* TASK INSTRUCTIONS
**A.** According to the essay on quitting smoking, how long did the writer smoke before quitting?
**B.** In the essay on quitting smoking, condense the paragraph beginning "In total, I must have smoked" into one or two sentences that keep its main facts.
**C.** Translate this sentence from the essay on quitting smoking into Spanish: "At least a honey sandwich actually tastes nice."

How to quit smoking

I picked up smoking in the silliest of ways. I was well over 25, had successfully avoided the peer pressure of “looking cool” in school, never took a drag on a cigarette and there I was 10 years after high school smoking regularly. I say “silly” because I could just have easily never started. My girlfriend at the time used to enjoy the occasional cigarette and in an effort to be closer to her I did too. One thing led to the next and before long I was buying my own.

In total, I must have smoked a little over 3 years before I quit. I wasn’t quite equipped with the proper mental tools and did what everyone else does: try my best to stay strong, chew nicotine chewing gum…the typical short-term tricks that work until they don’t. All it takes is one fateful night around smokers and we’re back at it.

I can’t remember the number of times I failed before it finally worked. I would believe I was a non-smoker until I was confronted with tobacco at a party. I’d resist for a few hours until I promised myself I would only let go that one evening. As everyone who’s ever drunk will know, alcohol and strength of mind don’t make a great team. My determination became as weak as a drunkard’s old spongy liver and my promises were the empty words of a flake.

Well lo and behold, one day I did quit and I remember how it happened. Two things triggered the “real” desire to quit: something that my brother said and pleasure of rediscovering nature.

One of the dangers of smoking regularly is to “become” a smoker. I mean by that the identity of the smoker. There comes a point where you don’t picture yourself not smoking and the separation with smoking is like being given a new citizenship or profession. Yesterday you were a cashier and today you’re heavy machine operator. It’s that brutal. Smokers will know that they struggle to keep their hands busy when they try to quit. The don’t know how to “act” as a non-smoker and feel a bit naked in the new world.

My first step to quitting smoking was to challenge this identity and with it the notion that I enjoyed smoking. One day, as my brother watched me smoking he said “no smoker in the world actually enjoys smoking,” And you know what, he was right! Smoking isn’t like a cup of tea or a honey sandwich that you can really taste and savour. Smokers fully realize that it stinks, that their fingers stink, that it makes them cough but fall victim to a mental confusion: they confuse “enjoying” with the positive chemical trigger they get when they light up.

Think about it for a second: you don’t enjoy the action of taking your lighter out and you don’t enjoy putting a cigarette between your lips. You don’t enjoy lighting it up and you don’t enjoy the action of inhaling the smoke. So in all these separate actions, there’s really nothing that you like and that you would reproduce in a different context. It would be like saying “I enjoy putting a spoon in my mouth”. There is a difference between “liking” something and the chemical responses of the brain. It seems basic perhaps, but I think it’s the way out.

Looking at it from this new angle, smoking became absurd to me. It was true: no smoker draws in the smoke and goes “Ooh what a nice rich flavour!” It doesn’t even taste of anything. No smoker carries different brands of cigarettes to vary the taste bud experience. At least a honey sandwich actually tastes nice. Smoking is just a chemical rush that you don’t technically “like”.

* RECORDED DATA
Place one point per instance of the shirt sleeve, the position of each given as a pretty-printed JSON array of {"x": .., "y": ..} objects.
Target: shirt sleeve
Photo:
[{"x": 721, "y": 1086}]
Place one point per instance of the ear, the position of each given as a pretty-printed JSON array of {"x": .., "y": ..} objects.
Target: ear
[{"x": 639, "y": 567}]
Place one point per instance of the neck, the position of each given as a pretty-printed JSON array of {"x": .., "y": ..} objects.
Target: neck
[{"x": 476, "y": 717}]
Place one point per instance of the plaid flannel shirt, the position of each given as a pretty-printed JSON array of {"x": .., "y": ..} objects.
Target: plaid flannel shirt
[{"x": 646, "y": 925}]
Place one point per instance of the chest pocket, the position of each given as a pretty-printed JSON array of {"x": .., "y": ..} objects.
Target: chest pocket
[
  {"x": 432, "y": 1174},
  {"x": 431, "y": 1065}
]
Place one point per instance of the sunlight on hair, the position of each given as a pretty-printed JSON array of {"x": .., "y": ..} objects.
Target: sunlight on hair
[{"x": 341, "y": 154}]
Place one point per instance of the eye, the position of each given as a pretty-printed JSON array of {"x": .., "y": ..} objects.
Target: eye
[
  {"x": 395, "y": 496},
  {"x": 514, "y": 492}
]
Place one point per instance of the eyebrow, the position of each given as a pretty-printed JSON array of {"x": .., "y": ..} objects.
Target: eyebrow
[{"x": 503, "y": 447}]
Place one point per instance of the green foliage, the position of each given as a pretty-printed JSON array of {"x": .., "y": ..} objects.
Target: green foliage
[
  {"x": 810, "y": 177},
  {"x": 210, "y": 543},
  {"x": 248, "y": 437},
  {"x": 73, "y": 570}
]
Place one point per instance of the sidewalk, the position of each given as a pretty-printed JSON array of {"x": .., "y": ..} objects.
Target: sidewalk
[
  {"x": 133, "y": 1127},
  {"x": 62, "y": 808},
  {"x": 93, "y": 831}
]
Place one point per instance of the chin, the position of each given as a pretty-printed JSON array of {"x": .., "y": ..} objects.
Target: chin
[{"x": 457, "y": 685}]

* RESPONSES TO THE TASKS
**A.** A little over 3 years.

**B.** The writer smoked for a little over 3 years and, lacking the right mental tools, relied on willpower and nicotine gum. These short-term tricks eventually failed, since one night around smokers was enough to start again.

**C.** Al menos un sándwich de miel sí sabe bien.